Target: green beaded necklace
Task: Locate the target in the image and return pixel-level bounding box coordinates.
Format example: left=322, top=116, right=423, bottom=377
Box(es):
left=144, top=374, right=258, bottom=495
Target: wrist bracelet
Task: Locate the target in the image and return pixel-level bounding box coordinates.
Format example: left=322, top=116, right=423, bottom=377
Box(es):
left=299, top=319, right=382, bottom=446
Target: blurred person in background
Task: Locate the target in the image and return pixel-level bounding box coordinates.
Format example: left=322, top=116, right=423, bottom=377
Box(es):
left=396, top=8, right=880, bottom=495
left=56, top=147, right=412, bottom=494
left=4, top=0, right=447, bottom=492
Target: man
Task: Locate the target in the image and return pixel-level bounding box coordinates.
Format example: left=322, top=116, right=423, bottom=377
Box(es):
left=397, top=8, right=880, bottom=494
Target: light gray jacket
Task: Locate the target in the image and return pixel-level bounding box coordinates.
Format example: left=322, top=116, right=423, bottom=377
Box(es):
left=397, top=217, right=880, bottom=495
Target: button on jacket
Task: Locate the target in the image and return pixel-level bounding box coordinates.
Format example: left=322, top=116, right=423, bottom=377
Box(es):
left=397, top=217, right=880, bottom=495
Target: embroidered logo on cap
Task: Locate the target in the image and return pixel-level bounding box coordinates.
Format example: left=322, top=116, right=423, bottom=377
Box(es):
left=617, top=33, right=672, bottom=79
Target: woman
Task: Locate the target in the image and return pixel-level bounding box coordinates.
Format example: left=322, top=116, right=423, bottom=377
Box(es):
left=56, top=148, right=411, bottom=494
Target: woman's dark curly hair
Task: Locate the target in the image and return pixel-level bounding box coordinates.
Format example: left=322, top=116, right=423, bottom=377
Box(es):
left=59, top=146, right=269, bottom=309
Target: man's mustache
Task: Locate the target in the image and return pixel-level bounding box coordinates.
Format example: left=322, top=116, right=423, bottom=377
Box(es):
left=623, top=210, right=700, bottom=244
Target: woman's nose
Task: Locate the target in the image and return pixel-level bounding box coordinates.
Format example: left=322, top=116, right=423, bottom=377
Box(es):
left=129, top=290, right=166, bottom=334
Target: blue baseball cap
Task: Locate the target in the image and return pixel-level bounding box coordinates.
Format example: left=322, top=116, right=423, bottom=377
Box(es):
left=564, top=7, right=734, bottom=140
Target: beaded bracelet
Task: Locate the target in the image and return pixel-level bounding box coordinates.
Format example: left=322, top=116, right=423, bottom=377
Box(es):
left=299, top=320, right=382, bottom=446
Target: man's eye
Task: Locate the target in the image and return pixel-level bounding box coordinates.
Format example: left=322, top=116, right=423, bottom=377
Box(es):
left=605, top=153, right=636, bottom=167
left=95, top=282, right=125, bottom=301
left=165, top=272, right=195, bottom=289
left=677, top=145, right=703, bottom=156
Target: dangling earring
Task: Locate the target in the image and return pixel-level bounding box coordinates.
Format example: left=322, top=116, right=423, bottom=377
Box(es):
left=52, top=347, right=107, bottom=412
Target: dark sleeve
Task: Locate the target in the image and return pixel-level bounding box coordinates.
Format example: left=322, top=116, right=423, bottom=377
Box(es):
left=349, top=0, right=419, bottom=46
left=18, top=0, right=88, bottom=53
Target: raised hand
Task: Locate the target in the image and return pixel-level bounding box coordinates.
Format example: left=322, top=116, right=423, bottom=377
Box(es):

- WRITTEN REQUEST: Write out again, unchanged, the lines of the entries from the one containing "Target: blue baseball cap" through the last line of the entries, including both of these lines.

- RESPONSE FOR THIS EXERCISE:
Target: blue baseball cap
Task: Locate the target in the image and return pixel-level bounding box coordinates.
Format example: left=322, top=116, right=423, bottom=377
Box(es):
left=564, top=7, right=734, bottom=140
Target: beaded bracelet
Task: Locate the target in the image and return pixel-level bounding box coordinates.
Format example: left=322, top=116, right=423, bottom=377
Box(es):
left=299, top=320, right=382, bottom=446
Target: man's eye
Task: Locate the target in the image and return pixel-level bounding box coordinates.
Format example: left=322, top=116, right=423, bottom=377
Box(es):
left=605, top=153, right=636, bottom=167
left=95, top=282, right=125, bottom=301
left=165, top=272, right=195, bottom=289
left=677, top=145, right=703, bottom=156
Target: dangling earring
Task: Locate the target in the image and return pixel-level bounding box coordinates.
Format example: left=322, top=116, right=423, bottom=377
Box(es):
left=52, top=347, right=107, bottom=412
Target: dark sleeve
Task: Locate the target in the image and return pixel-level bounding box coordinates.
Format example: left=322, top=116, right=423, bottom=377
Box(es):
left=349, top=0, right=419, bottom=46
left=18, top=0, right=88, bottom=53
Target: raised hand
Task: Locate the target in the image and return pixel-level bounding box coordinates.
Format example: left=322, top=116, right=423, bottom=377
Box(es):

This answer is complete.